Scientists at the National Institutes of Health have developed a mouse model to study the sexual and fetal transmission of Zika virus. This will enable studies to further understanding of how the Zika virus spreads, thereby allowing treatments to be developed.
Zika virus first infected humans in Brazil in 2015. It spread rapidly across south America, and there have now also been smaller Zika outbreaks in mainland America and Asia. The main route through which humans acquire the Zika virus is a bite from an infected Aedes aegypti mosquito.
However, there have also been reports of human-to-human Zika transmission via sexual intercourse and transfer of the virus from mother to fetus. Of particular concern is the fact that babies born to mothers infected with the Zika virus have a 20-fold increased risk of having a brain defect, especially microcephaly.
Data relating to the sexual and uterine transmission of Zika are limited, but it is clear that such transfers are possible. In 2016, sexual transmission of Zika virus was reported in eleven countries (United States of America, Italy, France, Germany, New Zealand, Argentina, Chile, Peru, Portugal, Canada, Spain). The first case of sexual transmission of Zika in 2017 was reported in Florida earlier this week.
The powerful interferon response to Zika infection observed in the mouse has hindered previous attempts to study Zika transmission in mouse models. Scientists at the National Institutes of Health scientists have now developed a mouse line that lacks the ability to produce key cells of the immune system, and so the interferon response is suppressed.
************
→ Task item A
Could you return the part of the Zika passage from "Scientists at the National Institutes of Health have" to "defect, especially microcephaly.", copied word for word?
→ Task item B
Can you pick up the Zika mouse-model article and resume it after its last sentence?
************
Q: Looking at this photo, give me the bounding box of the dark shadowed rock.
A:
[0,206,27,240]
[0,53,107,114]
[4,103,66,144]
************
→ Reply A
Scientists at the National Institutes of Health have developed a mouse model to study the sexual and fetal transmission of Zika virus. This will enable studies to further understanding of how the Zika virus spreads, thereby allowing treatments to be developed.
Zika virus first infected humans in Brazil in 2015. It spread rapidly across south America, and there have now also been smaller Zika outbreaks in mainland America and Asia. The main route through which humans acquire the Zika virus is a bite from an infected Aedes aegypti mosquito.
However, there have also been reports of human-to-human Zika transmission via sexual intercourse and transfer of the virus from mother to fetus. Of particular concern is the fact that babies born to mothers infected with the Zika virus have a 20-fold increased risk of having a brain defect, especially microcephaly.

→ Reply B
This new Zika mouse model will allow the precise mechanisms by which Zika is transferred from human to human during sexual intercourse or pregnancy to be investigated. Details of exactly when the transfer occurs and by which routes can now be determined. This in turn will allow research into potential treatments to block virus transmission.
Using this mouse model, researchers have already shown that Zika virus was frequently transferred between males and females. Where pregnancies occurred, only some of the fetuses from each female were infected with Zika. Interestingly, among infected fetuses, the Zika virus was detected in a range of fetal tissue types and not just in the brain, where defects have already been observed in humans.
It is hoped that further studies using this new mouse model will help clarify how Zika virus is spread from human to human and how Zika infection impairs fetal development, giving rise to birth defects. Elucidation of the mechanisms will facilitate the development of treatments and vaccines to control or prevent Zika infection.